*Exercise requirements*.
(A) Could you transcribe the article on Asian American settlement word for word, everything from "Los Angeles has" down to "and Amherst, MA."?
(B) Can you sum up the article on Asian American settlement in two sentences?

*Page*.
## BEGIN

The United States of Asian America

A visual landscape of Asian American cultural influences in mainstream America.

August 1, 2008

What is the New Asian American Story? And where are the new pockets of influences coming from?

In California, Asian American-owned companies have transformed the economic landscape and are emblematic of a new breed of Asians on the move: highly educated and savvy entrepreneurs who have created multimillion-dollar businesses. Asian American investments have also kept the economy buoyant in many other parts of America. But it's the Tibetans in Colorado and Laotians in Louisiana that are making a splash.

This visual mapping explores the cultural landscape of Asian American settlement and communities across the United States, focusing on patterns since the late 1990s and how they propagate new influences in mainstream American culture.

Within the context of this article, Asian Americans are defined as ethnic groups from East Asia, Southeast Asia and the Indian subcontinent.

1. INDONESIAN ACADEMIA * *

Many of the more than 53,000 Indonesians in the United States immigrated to attend colleges or graduate schools. Approximately 80 percent of Indonesian students are male, and half are between the ages of 31 and 35. Over half worked as professionals for several years after aquiring undergraduate degrees in Indonesia.

The majority reside in large cities such as Los Angeles, San Francisco, Houston, New York and Chicago. An estimated 13,000 to 15,000 live in the San Francisco Bay Area, most of Indonesian Chinese descent.

Movement : Evolving

2. BANGKOK TWIN CITY *

Los Angeles has the largest Thai population outside of Thailand and the world's first Thai Town; about 70 percent of all Thai Americans live there. Is it just a coincidence that Bangkok in Thai is known as Krung Thep (which roughly translates to "City of Angels")?

Other cities with sizable Thai populations include Chicago, Houston, and Philadelphia.

Movement : Mature

3. TIBETAN CLUSTER SITES * *

As part of a US Immigration and Naturalization Service resettlement project, the first group of 1,000 Tibetans arrived in 1992 and settled in six pilot cluster sites: San Francisco; Minneapolis; New York City; Ithaca, NY; Madison, WI; and Amherst, MA.

These Tibetans then began moving to 22 other cluster sites, located primarily in the Northeast, Great Lakes and lntermountain West. Other communities include Austin, TX, and Charlottesville, VA. Colorado has one of the highest concentrations of Tibetans in North America. There are now more than 10,000 Tibetans and 30 Tibetan community associations in the United States.

Movement : Fresh

4. GULF COAST VIETNAMESE * *

After California, Texas has the second largest Vietnamese population in the United States, accounting for one out of every four foreign-born Asian in the state.

New waves of Vietnamese Americans migrated to Texas due to job availability and the existing ethnic communities in Dallas and Houston. Shrimping has became a specialty for Vietnamese Americans along the Gulf Coast.

## END

*Entries*.
## BEGIN

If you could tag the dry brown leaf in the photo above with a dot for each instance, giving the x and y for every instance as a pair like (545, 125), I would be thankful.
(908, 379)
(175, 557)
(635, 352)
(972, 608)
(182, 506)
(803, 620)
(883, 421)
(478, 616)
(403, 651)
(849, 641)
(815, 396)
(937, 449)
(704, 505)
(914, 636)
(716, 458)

## END

*Answers by task*.
(A)
Los Angeles has the largest Thai population outside of Thailand and the world's first Thai Town; about 70 percent of all Thai Americans live there. Is it just a coincidence that Bangkok in Thai is known as Krung Thep (which roughly translates to "City of Angels")?

Other cities with sizable Thai populations include Chicago, Houston, and Philadelphia.

Movement : Mature

3. TIBETAN CLUSTER SITES * *

As part of a US Immigration and Naturalization Service resettlement project, the first group of 1,000 Tibetans arrived in 1992 and settled in six pilot cluster sites: San Francisco; Minneapolis; New York City; Ithaca, NY; Madison, WI; and Amherst, MA.

(B) The article maps Asian American settlement and communities across the United States since the late 1990s and looks at how they spread new influences into mainstream American culture. It profiles Indonesians who came to study in large cities, the Thai population centered in Los Angeles, Tibetans resettled in cluster sites, and the Vietnamese communities of Texas and the Gulf Coast.